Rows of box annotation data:
================

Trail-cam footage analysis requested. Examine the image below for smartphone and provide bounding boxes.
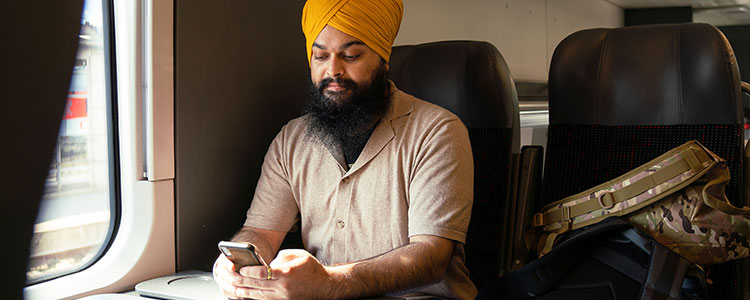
[219,241,268,271]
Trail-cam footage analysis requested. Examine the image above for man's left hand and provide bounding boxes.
[240,249,334,299]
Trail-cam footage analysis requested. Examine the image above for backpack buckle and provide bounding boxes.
[531,213,544,227]
[596,192,617,209]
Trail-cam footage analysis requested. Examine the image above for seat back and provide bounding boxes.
[389,41,520,287]
[537,24,743,299]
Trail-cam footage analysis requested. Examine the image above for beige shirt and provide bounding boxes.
[245,87,477,299]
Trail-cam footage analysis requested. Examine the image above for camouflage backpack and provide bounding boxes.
[532,141,750,265]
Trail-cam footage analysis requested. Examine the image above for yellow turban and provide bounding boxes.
[302,0,404,63]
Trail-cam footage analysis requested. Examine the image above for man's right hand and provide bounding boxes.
[213,254,274,299]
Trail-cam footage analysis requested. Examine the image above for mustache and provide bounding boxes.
[318,77,357,93]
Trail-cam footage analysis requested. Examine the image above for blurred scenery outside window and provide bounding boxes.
[27,0,114,284]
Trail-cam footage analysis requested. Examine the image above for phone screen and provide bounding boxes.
[219,241,266,271]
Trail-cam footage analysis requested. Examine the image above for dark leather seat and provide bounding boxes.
[537,24,743,299]
[389,41,520,288]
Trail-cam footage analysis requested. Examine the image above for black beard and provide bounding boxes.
[304,64,391,155]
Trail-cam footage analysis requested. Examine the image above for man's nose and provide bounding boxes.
[326,56,344,78]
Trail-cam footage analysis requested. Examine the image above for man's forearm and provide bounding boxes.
[327,236,454,299]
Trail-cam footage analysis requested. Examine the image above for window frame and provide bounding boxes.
[24,0,176,300]
[26,0,121,286]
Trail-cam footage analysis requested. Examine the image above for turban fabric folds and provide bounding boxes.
[302,0,404,63]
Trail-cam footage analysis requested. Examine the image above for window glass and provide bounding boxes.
[27,0,115,283]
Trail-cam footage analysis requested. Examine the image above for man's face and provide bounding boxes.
[310,26,388,105]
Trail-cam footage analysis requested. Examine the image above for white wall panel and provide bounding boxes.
[395,0,623,81]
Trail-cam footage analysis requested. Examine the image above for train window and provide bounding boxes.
[27,0,118,284]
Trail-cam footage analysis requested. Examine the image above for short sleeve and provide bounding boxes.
[245,125,299,231]
[409,117,474,243]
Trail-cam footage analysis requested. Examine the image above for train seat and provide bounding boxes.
[536,23,744,299]
[389,41,520,288]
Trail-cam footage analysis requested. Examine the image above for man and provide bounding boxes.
[214,0,476,299]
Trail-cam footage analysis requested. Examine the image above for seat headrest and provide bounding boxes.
[388,41,518,128]
[549,23,742,125]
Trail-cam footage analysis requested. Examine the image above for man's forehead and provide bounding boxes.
[313,26,367,50]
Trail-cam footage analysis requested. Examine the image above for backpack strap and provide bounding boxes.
[476,218,632,299]
[532,141,721,255]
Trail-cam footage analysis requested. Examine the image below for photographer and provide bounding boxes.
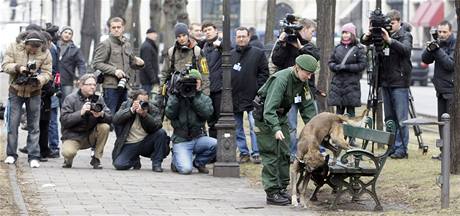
[112,90,169,172]
[93,17,144,135]
[361,10,412,159]
[2,30,52,168]
[271,15,320,161]
[422,21,456,159]
[166,69,217,174]
[61,74,112,169]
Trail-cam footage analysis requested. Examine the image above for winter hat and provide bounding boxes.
[295,54,318,73]
[61,26,73,34]
[188,69,201,80]
[174,23,188,38]
[342,23,356,37]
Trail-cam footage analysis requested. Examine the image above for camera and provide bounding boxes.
[369,8,392,52]
[280,14,303,42]
[117,77,128,89]
[139,101,149,110]
[15,60,40,86]
[426,29,439,52]
[169,65,196,98]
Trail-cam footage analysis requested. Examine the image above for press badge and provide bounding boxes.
[233,63,241,71]
[294,94,302,103]
[383,47,390,56]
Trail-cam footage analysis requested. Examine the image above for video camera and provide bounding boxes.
[169,65,196,98]
[369,8,391,52]
[15,60,40,86]
[280,14,303,42]
[426,29,439,52]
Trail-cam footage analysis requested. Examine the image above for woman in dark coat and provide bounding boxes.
[327,23,367,116]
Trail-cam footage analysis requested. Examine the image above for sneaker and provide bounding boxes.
[240,155,251,163]
[267,192,291,206]
[89,157,102,169]
[29,159,40,168]
[5,156,16,164]
[252,155,262,164]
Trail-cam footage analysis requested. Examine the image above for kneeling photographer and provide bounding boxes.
[61,74,112,169]
[361,9,412,159]
[165,69,217,174]
[422,21,456,159]
[112,89,169,172]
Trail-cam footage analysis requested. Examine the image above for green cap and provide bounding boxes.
[295,54,318,73]
[188,69,201,80]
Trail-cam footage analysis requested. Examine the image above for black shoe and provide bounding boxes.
[133,158,142,170]
[267,192,291,206]
[19,146,29,154]
[152,165,163,172]
[280,189,291,201]
[89,157,102,169]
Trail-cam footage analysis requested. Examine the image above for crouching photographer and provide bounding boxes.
[61,74,112,169]
[112,90,169,172]
[2,31,51,168]
[422,21,456,159]
[165,69,217,174]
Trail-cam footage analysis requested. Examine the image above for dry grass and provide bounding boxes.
[241,108,460,216]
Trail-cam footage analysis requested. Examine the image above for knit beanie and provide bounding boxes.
[295,54,318,73]
[174,23,188,38]
[188,69,201,80]
[342,23,356,37]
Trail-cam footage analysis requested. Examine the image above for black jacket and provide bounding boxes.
[203,37,223,92]
[230,45,268,112]
[422,35,456,94]
[58,41,86,85]
[139,38,160,85]
[327,44,367,107]
[61,90,112,141]
[112,99,163,160]
[361,23,412,88]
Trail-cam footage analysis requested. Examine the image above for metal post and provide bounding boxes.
[440,113,450,209]
[213,0,240,177]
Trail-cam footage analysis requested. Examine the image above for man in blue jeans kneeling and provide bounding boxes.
[112,90,169,172]
[165,69,217,174]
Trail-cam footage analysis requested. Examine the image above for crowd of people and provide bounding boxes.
[2,10,455,205]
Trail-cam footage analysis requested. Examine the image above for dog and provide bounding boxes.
[290,110,367,207]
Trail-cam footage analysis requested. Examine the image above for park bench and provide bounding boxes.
[329,120,395,211]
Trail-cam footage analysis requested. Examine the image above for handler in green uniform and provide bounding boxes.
[256,54,318,205]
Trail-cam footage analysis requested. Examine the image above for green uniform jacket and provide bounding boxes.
[165,91,214,144]
[258,67,316,133]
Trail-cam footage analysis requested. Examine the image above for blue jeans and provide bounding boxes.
[233,111,259,156]
[172,136,217,174]
[113,129,169,170]
[104,88,128,137]
[6,92,41,161]
[382,87,409,155]
[288,104,299,158]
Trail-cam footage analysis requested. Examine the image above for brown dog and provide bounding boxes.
[290,110,367,207]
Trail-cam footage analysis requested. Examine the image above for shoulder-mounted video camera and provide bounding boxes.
[369,8,392,52]
[169,65,196,98]
[15,60,40,86]
[280,14,303,42]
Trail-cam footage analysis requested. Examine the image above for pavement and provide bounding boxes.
[10,128,316,216]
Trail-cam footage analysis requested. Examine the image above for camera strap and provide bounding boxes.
[340,46,355,65]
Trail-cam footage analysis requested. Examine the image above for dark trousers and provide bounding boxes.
[113,129,169,170]
[208,91,222,139]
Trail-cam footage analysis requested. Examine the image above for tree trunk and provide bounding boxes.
[264,0,276,45]
[150,0,162,32]
[110,0,129,19]
[316,0,335,112]
[450,0,460,174]
[80,0,101,62]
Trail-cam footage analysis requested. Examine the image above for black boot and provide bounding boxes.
[267,192,291,206]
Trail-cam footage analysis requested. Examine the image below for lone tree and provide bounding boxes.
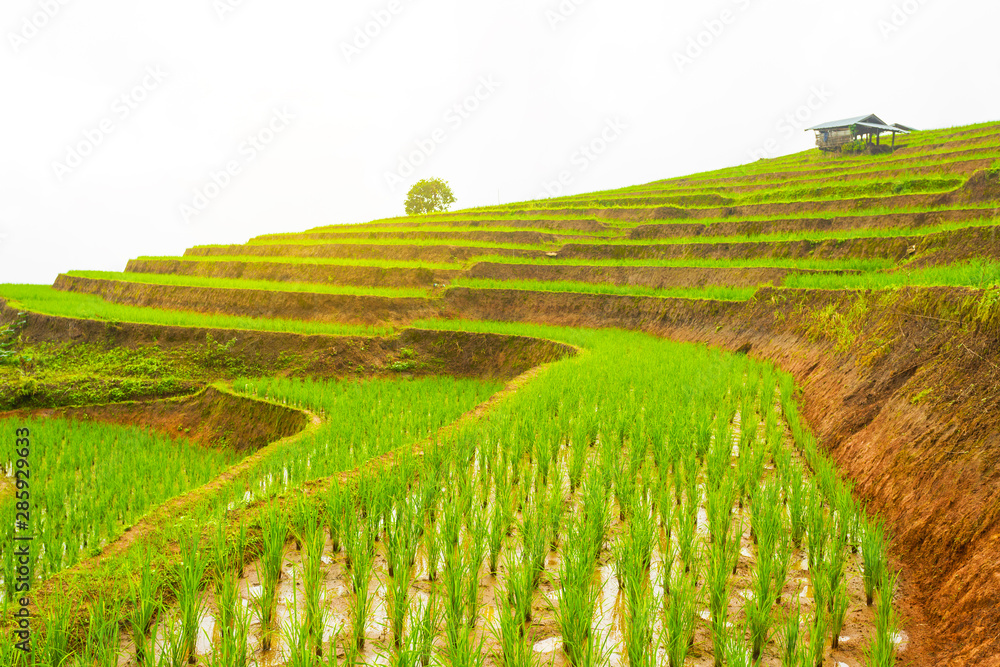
[406,178,455,215]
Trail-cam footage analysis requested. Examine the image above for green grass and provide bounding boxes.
[0,418,242,588]
[239,237,552,250]
[462,255,896,271]
[451,278,756,301]
[573,218,996,246]
[251,222,616,242]
[136,255,462,270]
[66,271,429,299]
[0,284,393,336]
[783,260,1000,289]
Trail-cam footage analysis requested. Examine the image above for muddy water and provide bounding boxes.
[127,388,884,667]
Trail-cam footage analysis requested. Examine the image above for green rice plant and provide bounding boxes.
[326,477,347,554]
[724,628,760,667]
[78,598,121,667]
[445,624,486,667]
[441,545,468,652]
[773,527,792,604]
[149,617,188,667]
[486,486,513,577]
[663,573,697,667]
[412,591,440,667]
[463,512,488,627]
[348,510,375,651]
[174,536,208,665]
[705,472,737,544]
[553,517,598,667]
[35,596,72,667]
[281,573,316,667]
[301,507,325,657]
[746,568,775,661]
[830,577,850,648]
[677,486,701,572]
[624,572,657,667]
[424,522,442,581]
[546,480,565,551]
[806,486,830,570]
[125,546,162,667]
[705,538,732,667]
[212,571,241,640]
[861,520,887,607]
[207,588,251,667]
[235,516,247,579]
[490,576,536,667]
[781,602,802,667]
[865,573,899,667]
[807,608,829,667]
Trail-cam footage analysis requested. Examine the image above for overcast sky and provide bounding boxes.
[0,0,1000,283]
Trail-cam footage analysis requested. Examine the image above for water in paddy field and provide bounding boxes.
[113,378,884,667]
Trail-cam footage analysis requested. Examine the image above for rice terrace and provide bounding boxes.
[0,122,1000,667]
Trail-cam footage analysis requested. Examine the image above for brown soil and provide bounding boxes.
[464,262,842,289]
[446,288,1000,665]
[253,229,590,245]
[52,275,436,324]
[332,219,612,232]
[0,387,306,452]
[558,225,1000,266]
[125,259,459,287]
[629,209,993,239]
[184,243,545,263]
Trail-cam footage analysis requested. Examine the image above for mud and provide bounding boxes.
[446,288,1000,665]
[125,259,458,287]
[184,243,545,263]
[253,229,589,245]
[52,274,437,325]
[0,387,306,452]
[464,262,841,289]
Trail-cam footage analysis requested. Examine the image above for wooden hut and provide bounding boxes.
[806,114,913,151]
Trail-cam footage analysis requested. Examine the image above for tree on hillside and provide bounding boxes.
[406,178,455,215]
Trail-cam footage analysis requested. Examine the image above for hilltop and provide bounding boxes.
[0,117,1000,665]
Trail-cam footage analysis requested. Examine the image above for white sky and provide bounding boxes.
[0,0,1000,283]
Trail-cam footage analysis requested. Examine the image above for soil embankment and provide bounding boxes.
[184,242,545,264]
[125,259,460,287]
[0,387,307,452]
[0,299,576,384]
[462,262,843,289]
[558,225,1000,267]
[445,288,1000,666]
[52,275,437,325]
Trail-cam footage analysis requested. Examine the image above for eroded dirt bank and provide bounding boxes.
[0,299,576,380]
[463,262,842,289]
[445,288,1000,666]
[0,387,306,452]
[52,274,437,324]
[125,259,459,287]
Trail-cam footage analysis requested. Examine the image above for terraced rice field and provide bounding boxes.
[0,123,1000,667]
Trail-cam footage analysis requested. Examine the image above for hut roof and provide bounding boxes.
[806,114,896,131]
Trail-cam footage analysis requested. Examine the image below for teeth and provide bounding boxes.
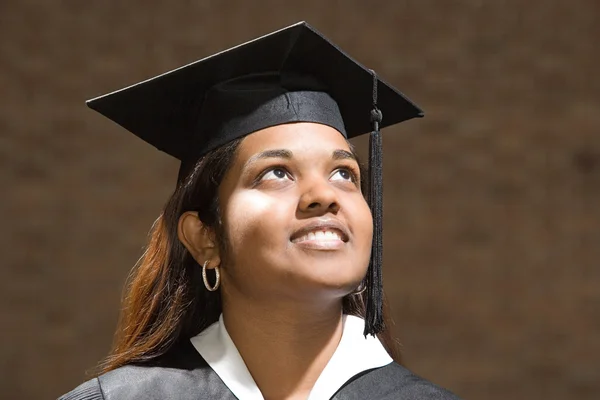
[294,231,342,242]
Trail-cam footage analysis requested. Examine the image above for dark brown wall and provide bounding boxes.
[0,0,600,399]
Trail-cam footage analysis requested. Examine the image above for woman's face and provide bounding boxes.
[219,123,373,300]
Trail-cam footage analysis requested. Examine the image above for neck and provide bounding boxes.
[223,301,343,400]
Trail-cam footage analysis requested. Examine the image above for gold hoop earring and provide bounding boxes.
[350,281,367,296]
[202,260,221,292]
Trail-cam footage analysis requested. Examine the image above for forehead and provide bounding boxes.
[237,122,350,162]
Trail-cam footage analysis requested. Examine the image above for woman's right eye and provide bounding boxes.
[260,168,291,181]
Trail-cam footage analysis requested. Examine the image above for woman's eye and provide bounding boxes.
[261,168,289,181]
[331,168,354,182]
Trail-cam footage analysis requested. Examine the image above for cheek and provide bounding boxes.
[224,191,290,253]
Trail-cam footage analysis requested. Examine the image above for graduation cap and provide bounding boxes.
[87,22,423,335]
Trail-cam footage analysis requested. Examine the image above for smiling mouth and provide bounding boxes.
[292,229,346,251]
[292,230,343,243]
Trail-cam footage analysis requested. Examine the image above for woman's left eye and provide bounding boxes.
[331,168,354,182]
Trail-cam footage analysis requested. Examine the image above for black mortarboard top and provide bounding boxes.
[87,22,423,334]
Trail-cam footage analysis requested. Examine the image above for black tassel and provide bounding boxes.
[364,70,385,336]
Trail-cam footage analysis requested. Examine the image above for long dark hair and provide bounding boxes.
[97,139,400,374]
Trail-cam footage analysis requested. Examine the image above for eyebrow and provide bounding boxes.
[243,149,358,169]
[244,149,294,169]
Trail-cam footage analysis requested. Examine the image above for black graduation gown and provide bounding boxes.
[59,342,459,400]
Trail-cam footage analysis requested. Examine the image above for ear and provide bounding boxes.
[177,211,221,268]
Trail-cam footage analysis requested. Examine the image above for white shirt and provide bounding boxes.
[190,315,392,400]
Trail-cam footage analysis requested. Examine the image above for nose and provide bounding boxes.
[298,178,340,216]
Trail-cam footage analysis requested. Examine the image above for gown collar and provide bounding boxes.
[190,315,393,400]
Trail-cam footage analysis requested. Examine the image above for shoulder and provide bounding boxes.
[59,340,233,400]
[334,362,460,400]
[58,378,104,400]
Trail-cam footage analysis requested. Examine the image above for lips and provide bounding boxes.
[290,219,349,243]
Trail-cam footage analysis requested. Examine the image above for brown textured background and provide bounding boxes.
[0,0,600,399]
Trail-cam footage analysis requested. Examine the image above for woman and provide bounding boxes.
[61,23,456,400]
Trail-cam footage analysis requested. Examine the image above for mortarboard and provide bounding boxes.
[87,22,423,335]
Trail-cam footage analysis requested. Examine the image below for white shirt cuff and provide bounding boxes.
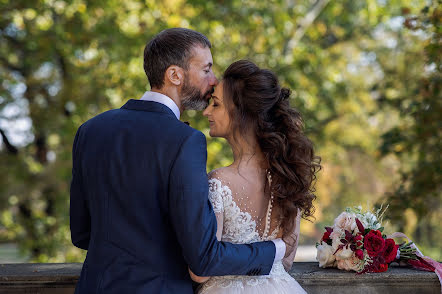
[272,239,286,263]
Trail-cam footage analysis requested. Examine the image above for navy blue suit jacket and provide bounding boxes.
[70,100,275,294]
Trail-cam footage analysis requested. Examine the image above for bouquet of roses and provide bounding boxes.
[316,207,440,276]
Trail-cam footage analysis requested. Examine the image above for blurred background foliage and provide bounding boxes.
[0,0,442,262]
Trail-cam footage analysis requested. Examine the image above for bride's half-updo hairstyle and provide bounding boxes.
[223,60,321,238]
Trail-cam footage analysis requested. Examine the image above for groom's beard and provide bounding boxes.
[181,79,214,110]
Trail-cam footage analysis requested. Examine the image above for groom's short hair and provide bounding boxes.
[144,28,212,88]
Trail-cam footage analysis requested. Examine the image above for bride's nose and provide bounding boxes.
[203,105,210,118]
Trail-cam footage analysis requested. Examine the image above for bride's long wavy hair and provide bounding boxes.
[223,60,321,238]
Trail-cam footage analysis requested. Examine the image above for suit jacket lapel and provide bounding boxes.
[121,99,176,119]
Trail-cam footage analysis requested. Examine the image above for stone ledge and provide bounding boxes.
[0,262,441,294]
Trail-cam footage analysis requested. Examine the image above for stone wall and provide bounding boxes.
[0,262,441,294]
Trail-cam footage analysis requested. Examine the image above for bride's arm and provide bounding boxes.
[282,209,301,271]
[189,179,224,283]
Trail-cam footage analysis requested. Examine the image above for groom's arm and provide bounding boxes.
[69,127,91,250]
[169,132,275,276]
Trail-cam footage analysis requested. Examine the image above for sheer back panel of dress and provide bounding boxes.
[209,168,280,243]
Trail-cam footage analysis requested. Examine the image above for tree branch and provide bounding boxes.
[0,129,18,155]
[283,0,330,55]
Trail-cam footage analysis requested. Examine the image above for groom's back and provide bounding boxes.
[71,100,196,293]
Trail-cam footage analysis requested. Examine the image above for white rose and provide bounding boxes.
[316,242,336,268]
[335,247,354,261]
[337,256,363,272]
[335,211,357,232]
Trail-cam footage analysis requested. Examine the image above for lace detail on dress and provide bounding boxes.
[209,178,279,244]
[197,178,305,294]
[198,261,293,294]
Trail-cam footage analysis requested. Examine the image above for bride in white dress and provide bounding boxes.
[190,60,320,294]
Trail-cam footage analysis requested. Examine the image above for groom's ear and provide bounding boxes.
[165,65,184,86]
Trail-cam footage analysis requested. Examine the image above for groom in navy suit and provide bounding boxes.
[70,28,286,294]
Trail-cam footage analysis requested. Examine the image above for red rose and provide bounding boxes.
[322,232,331,242]
[384,239,399,263]
[355,249,364,260]
[375,263,388,273]
[364,230,385,257]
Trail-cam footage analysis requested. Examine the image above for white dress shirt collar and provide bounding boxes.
[140,91,180,120]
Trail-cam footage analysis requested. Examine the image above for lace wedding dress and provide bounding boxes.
[197,171,306,294]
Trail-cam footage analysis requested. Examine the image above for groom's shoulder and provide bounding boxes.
[208,166,234,183]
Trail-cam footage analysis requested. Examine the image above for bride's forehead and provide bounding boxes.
[213,81,223,99]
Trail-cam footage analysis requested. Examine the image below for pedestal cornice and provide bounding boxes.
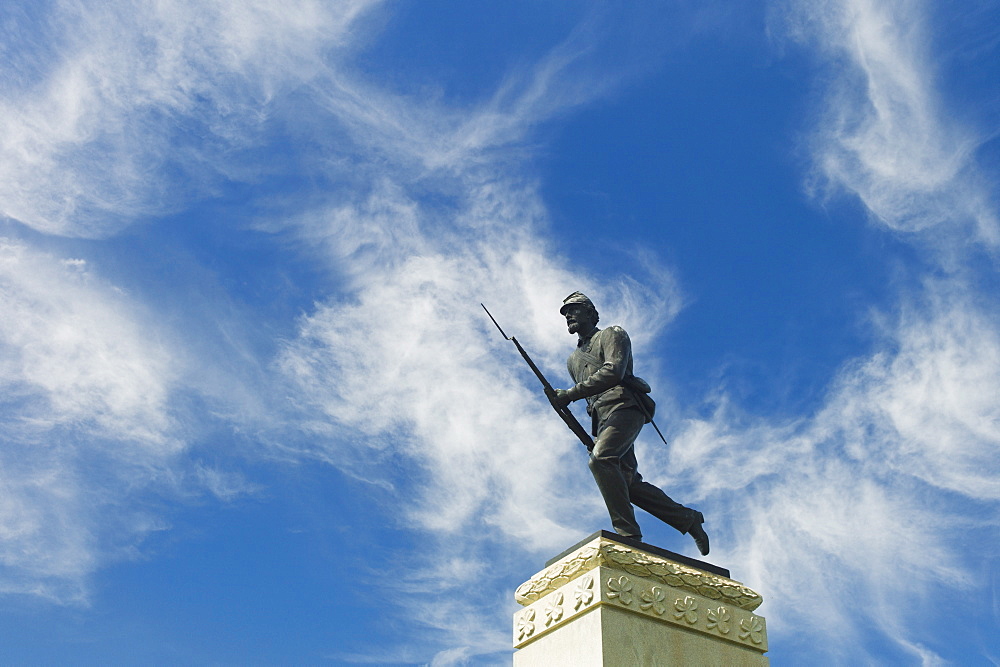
[514,531,763,611]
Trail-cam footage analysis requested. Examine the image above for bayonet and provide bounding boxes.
[479,304,594,451]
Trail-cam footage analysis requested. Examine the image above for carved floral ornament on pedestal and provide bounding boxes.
[514,541,763,611]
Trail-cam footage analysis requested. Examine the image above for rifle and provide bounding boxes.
[479,304,594,451]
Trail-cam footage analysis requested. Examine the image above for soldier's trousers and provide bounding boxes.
[589,408,697,539]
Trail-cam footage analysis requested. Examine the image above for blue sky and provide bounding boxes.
[0,0,1000,665]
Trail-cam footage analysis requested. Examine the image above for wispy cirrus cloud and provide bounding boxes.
[0,240,183,600]
[0,0,373,238]
[774,0,1000,247]
[660,284,1000,659]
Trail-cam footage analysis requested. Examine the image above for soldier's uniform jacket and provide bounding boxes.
[566,326,652,435]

================

**WHAT YOU WILL DO**
Shift every bounding box coordinate up by 53 in the listing, starting with the line containing "suit and provide bounding boxes." and going on through the line containing "[514,541,763,611]", and give those lines again with all other text unchanged. Leave the picture out of your answer.

**WORKED ANSWER**
Trail-cam footage analysis requested. Examine the image above for groom in navy suit and provide bounding boxes.
[123,81,339,347]
Trail-cam footage analysis requested. Examine the image above for red rose and provide bounding boxes.
[375,285,384,295]
[437,292,452,316]
[408,302,417,313]
[428,316,441,326]
[417,283,438,310]
Trail-cam footage analysis requested. Examine the image above for white dress shirt collar and provide bounding boxes.
[193,144,233,173]
Trail-cam footage analysis requested. Examine the image above for lace wedding dress and provide bounding boxes.
[250,224,359,347]
Trail-cam footage analysis requested. Examine the image above for groom's shoulder and provide bounding boxes.
[261,219,287,236]
Trail-cam footage analysis requested. Examine the image above for bride's forehead and provide bounding boxes.
[266,134,276,152]
Trail-cam footage analysis requested. Examine the image below for pedestal cornice and provide bounding boxes.
[567,584,816,664]
Trail-cam footage analysis requested. Examine the image above for bayonet and provide bounding boxes.
[532,357,647,504]
Trail-cam footage analysis requested. Examine the image above for carved floral ornament on pedestal and provide bounding boxes.
[567,594,816,664]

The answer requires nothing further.